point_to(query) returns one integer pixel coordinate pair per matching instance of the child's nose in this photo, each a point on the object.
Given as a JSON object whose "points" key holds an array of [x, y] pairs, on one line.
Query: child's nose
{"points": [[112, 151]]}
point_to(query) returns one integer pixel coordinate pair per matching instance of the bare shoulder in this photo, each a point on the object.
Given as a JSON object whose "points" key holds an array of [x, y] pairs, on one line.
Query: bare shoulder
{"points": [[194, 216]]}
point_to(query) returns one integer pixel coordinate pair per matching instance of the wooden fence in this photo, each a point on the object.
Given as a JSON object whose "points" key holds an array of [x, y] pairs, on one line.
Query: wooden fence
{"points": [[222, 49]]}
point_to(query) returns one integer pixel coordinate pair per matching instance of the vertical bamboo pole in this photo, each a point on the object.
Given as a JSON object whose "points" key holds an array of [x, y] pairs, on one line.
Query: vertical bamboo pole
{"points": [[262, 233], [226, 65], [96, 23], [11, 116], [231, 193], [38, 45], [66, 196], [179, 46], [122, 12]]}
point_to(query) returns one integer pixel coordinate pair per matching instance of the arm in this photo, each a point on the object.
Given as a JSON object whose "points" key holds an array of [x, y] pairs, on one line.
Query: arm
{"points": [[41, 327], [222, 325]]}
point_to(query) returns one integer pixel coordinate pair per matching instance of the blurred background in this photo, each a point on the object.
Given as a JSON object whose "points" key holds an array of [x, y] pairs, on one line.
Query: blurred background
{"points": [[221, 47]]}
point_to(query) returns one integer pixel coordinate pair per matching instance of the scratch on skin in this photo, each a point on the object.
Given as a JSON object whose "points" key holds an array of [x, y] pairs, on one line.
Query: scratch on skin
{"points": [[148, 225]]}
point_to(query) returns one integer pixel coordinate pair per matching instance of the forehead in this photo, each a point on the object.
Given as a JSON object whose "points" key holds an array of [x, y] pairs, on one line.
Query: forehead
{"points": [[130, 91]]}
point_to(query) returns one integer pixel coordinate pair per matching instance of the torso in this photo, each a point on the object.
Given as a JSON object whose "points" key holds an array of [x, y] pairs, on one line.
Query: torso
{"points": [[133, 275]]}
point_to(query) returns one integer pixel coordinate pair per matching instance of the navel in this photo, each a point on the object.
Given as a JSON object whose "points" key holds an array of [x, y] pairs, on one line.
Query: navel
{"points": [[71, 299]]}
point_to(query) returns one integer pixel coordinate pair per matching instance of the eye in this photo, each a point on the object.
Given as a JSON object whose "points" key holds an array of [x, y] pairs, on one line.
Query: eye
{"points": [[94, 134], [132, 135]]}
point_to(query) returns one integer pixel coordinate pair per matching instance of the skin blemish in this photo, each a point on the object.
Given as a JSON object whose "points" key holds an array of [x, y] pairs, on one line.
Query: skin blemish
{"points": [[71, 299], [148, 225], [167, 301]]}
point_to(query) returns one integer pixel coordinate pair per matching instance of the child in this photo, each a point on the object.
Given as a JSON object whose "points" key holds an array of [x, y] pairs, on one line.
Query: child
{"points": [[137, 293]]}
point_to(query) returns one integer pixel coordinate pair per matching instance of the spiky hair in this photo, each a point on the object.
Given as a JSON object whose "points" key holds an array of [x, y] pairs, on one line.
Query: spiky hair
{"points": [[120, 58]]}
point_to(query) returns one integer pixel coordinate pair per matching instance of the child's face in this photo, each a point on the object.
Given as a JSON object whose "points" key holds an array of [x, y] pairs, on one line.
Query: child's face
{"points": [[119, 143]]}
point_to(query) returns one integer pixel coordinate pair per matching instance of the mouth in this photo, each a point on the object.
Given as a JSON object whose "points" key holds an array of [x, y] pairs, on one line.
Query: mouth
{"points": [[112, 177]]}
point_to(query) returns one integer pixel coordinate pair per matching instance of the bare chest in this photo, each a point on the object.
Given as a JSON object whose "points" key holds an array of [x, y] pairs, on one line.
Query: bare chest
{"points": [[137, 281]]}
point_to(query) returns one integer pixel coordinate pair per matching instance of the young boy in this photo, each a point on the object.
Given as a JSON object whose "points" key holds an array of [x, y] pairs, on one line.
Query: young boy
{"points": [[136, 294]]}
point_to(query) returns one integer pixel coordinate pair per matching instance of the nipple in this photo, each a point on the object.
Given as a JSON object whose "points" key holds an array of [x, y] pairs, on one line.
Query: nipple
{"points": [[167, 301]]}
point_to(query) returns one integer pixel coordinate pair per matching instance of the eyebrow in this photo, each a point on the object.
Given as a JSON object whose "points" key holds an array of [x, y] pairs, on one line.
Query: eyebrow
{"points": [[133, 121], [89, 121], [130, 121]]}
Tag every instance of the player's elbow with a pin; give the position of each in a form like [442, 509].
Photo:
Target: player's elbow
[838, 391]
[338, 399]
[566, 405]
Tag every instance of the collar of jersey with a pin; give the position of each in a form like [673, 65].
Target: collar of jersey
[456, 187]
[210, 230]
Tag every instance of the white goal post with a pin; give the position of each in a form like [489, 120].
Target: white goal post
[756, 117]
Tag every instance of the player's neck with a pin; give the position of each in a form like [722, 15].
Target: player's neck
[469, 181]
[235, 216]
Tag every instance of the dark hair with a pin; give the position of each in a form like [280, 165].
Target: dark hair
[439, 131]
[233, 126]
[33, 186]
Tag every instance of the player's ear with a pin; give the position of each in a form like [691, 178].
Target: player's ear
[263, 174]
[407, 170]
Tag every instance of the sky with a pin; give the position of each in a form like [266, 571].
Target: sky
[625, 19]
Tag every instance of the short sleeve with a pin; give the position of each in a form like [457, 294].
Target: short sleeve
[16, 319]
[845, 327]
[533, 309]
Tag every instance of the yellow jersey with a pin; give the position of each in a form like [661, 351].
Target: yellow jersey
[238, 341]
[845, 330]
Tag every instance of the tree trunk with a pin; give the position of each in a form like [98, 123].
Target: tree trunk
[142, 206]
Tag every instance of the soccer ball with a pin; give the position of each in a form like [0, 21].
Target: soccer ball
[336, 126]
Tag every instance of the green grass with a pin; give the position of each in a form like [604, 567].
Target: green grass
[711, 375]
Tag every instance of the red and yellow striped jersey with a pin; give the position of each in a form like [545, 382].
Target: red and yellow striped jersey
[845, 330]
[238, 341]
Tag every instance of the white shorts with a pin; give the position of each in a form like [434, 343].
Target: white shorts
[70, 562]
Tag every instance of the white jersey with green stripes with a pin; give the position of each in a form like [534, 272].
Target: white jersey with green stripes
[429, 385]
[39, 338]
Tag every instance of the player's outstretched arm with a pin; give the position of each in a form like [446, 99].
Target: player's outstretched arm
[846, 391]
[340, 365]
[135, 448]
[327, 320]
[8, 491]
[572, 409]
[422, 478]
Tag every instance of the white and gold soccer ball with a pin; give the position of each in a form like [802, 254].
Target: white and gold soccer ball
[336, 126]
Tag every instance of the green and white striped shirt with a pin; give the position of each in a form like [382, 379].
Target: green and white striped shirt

━━━━━━━━

Action item:
A copy of each line in the data above that holds the string "shirt" is needed.

Response to this task:
Tag every instance of the green and white striped shirt with a pin; give the position of each in a form like [382, 379].
Target: green and white striped shirt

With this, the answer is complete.